- Text segment -
=== Begin Enclosure ===
I don’t get sick very often, but with all the illness that’s being passed around lately it seemed inevitable that the sniffles would catch me at some point. That point just happened to be this […]
I don’t get sick very often, but with all the illness that’s being passed around lately it seemed inevitable that the sniffles would catch me at some point. That point just happened to be this week. Despite nearly drowning myself in Airborne and washing my hands until they looked like flaky pie crusts, it seems that I caught some sort of cold.
I always wondered what would happen when I got sick with Bea around. As it turns out, the same things happen, it just involves a whole lot more Dayquil and Lysol. Oh, and panty liners, because apparently if I cough or sneeze hard enough, I will indeed pee my pants. (Thanks for that little souvenir, childbirth!)
Somehow I’m the only one in our house who caught this bug, and I’m trying to keep it that way. Despite all of my extra precautions, though, I don’t know how Bea could possibly avoid my germs. We do everything together. I dress her, rock her and make her food. When I have to pee or blow my nose, she follows me to the bathroom. Even if I try to keep her isolated with a pile of toys, she’ll find a way to crawl over them and scale my leg like a fire-pole—and when she reaches the top she immediately wants to put her hand in my mouth. To put it bluntly: We’re all sorts of up in each others’ business.
The weather doesn’t help my cause, either. Our snowy forecast means we’ll be hanging out indoors for the foreseeable future. It’ll be days of Bea crawling around licking everything in sight, and me trying to stay one step ahead of her with the disinfectant spray.
=== End Enclosure ===
- Tasks for this exercise -
**a.** Please turn the paragraph beginning "Somehow I'm the only one in our house" from the blog post about catching a cold into a short bulleted list that keeps its main facts.
**b.** Carry on writing the blog post about catching a cold, starting after its final sentence, which ends "with the disinfectant spray."
The dataset excerpts are rows kept apart from the blog post about catching a cold.

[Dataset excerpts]
=== Begin Enclosure ===
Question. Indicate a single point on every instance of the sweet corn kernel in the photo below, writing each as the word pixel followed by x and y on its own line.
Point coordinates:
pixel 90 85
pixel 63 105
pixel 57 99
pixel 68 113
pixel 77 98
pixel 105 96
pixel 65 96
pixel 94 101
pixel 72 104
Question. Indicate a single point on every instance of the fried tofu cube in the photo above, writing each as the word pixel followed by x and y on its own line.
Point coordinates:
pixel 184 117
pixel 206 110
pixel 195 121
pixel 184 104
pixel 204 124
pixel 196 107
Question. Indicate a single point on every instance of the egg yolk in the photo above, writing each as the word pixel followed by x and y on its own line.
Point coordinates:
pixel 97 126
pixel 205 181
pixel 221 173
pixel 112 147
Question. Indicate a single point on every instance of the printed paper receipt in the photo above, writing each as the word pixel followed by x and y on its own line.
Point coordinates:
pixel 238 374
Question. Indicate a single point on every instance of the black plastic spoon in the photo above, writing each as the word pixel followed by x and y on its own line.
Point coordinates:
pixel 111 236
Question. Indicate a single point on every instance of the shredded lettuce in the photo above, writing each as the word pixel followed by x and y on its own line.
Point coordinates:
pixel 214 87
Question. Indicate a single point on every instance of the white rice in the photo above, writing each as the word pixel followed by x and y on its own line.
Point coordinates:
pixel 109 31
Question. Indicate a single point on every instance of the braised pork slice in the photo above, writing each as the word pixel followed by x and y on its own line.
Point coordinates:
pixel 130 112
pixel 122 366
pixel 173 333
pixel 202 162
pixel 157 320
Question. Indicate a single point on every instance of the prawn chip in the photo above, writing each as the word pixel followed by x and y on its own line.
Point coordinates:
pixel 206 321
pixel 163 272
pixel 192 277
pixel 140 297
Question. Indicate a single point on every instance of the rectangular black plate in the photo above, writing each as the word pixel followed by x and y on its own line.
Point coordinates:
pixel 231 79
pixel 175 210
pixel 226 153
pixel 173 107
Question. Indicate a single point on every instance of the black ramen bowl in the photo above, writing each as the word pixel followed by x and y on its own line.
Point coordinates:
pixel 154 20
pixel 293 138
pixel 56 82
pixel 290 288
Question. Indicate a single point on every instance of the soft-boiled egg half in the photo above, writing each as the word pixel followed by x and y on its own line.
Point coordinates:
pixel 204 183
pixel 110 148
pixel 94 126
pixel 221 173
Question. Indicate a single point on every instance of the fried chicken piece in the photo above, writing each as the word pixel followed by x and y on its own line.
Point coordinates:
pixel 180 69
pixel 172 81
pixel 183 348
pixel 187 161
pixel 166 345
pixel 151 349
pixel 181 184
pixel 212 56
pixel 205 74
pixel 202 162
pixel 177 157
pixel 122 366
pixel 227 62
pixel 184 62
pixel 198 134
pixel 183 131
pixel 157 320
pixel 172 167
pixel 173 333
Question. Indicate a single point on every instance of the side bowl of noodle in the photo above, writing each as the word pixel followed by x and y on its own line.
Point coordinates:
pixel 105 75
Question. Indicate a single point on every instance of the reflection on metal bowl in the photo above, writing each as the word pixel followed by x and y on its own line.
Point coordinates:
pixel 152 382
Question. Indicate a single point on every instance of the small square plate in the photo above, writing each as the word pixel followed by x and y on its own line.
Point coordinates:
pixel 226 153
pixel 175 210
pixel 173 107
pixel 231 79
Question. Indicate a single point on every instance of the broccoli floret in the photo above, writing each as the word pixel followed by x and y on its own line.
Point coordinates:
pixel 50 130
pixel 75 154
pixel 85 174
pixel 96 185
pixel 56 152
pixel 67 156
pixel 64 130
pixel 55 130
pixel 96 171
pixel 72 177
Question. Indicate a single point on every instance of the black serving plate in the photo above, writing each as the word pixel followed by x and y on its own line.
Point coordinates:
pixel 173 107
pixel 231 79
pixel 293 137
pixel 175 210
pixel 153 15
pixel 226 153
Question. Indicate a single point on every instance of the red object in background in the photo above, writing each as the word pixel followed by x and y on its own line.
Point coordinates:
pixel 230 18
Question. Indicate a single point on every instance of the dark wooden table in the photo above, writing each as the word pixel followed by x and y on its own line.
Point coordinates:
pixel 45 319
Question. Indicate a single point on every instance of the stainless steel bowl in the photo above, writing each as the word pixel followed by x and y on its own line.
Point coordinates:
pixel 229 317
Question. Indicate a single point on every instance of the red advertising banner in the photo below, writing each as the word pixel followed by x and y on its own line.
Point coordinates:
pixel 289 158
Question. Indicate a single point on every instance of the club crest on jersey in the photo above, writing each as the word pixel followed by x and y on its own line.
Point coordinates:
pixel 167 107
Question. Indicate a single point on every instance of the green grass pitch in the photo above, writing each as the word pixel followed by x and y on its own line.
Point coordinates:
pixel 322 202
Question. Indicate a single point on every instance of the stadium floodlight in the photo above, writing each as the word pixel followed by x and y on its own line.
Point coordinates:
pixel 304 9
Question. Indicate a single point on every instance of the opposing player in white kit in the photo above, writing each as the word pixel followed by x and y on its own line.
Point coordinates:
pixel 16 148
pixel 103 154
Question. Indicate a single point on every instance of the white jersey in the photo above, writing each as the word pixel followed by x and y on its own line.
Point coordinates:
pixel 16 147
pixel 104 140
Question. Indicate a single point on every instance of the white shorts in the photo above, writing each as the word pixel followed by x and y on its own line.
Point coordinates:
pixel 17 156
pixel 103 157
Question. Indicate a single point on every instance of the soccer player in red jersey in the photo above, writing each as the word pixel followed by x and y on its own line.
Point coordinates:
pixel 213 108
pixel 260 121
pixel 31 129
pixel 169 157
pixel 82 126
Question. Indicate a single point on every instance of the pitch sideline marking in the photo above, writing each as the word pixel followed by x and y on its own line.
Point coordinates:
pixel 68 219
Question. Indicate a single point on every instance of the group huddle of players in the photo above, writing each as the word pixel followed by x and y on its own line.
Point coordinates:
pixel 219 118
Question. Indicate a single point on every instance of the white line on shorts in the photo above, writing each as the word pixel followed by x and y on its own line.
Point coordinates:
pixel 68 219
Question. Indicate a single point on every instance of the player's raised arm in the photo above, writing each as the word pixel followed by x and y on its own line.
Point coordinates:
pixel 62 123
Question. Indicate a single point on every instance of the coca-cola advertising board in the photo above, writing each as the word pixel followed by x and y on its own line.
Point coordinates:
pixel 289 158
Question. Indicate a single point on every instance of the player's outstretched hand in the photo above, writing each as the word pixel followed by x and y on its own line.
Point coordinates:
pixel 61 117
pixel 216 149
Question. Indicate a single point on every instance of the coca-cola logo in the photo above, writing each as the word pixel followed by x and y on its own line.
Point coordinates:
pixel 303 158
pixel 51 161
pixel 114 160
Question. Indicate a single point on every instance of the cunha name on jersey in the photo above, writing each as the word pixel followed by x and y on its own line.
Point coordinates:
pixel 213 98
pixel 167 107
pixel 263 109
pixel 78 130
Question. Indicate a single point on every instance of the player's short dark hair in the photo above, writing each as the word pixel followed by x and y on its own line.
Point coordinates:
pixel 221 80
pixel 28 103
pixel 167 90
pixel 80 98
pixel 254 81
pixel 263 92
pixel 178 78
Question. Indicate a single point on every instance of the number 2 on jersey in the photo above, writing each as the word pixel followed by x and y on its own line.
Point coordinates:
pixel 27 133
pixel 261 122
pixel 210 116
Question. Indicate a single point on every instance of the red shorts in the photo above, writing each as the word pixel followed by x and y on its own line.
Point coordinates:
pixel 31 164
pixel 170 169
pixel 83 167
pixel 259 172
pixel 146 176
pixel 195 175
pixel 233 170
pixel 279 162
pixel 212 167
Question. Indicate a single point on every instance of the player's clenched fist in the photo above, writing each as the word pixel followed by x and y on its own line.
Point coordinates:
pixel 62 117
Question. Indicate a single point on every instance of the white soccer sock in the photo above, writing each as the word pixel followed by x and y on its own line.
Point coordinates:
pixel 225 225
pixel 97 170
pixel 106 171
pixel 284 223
=== End Enclosure ===
- Responses to the exercise -
**a.**
- The writer is the only one in the house who caught the bug and is trying to keep it that way.
- Despite extra precautions, the writer doesn't see how Bea could avoid the germs, since they do everything together.
- The writer dresses her, rocks her and makes her food, and she follows the writer to the bathroom.
- Even when isolated with a pile of toys, she crawls over them, climbs the writer's leg and immediately wants to put her hand in the writer's mouth.
- The two are constantly up in each other's business.

**b.**
Maybe by some bizarre miracle she’ll avoid catching my nastiness, or at the very least, both of us won’t be down-and-out at the same time. Having a sick baby is the worst, but I imagine it can be made slightly more terrible when the caretaker is just as snotty and surly as the patient.
As of today, though, Bea doesn’t seem to mind the changes in my demeanor. I thought my detached grogginess, guttural coughing fits or nasally voice would at least produce an arched brow or a moment of perplexed concern, but as long as the sliced grapes and yogurt keep coming, she seems content. And, funny enough, even though I can’t get her to repeat basic words like “mama,” “dada” or “milk” on command, she’s started mimicking my cough. It’s tragic … and adorable.
I suppose it’s better this way—a happy, snuggly baby is the best medicine. Along with lozenges and Kleenex. And maybe a few episodes of “Orange Is the New Black” between loads of laundry and bottle washing. But really, at the end of an icky day nothing beats getting a little Bea peck on my bird flu mask and going to bed knowing she’s still healthy and I’m (hopefully) one day closer to being sniffle-free!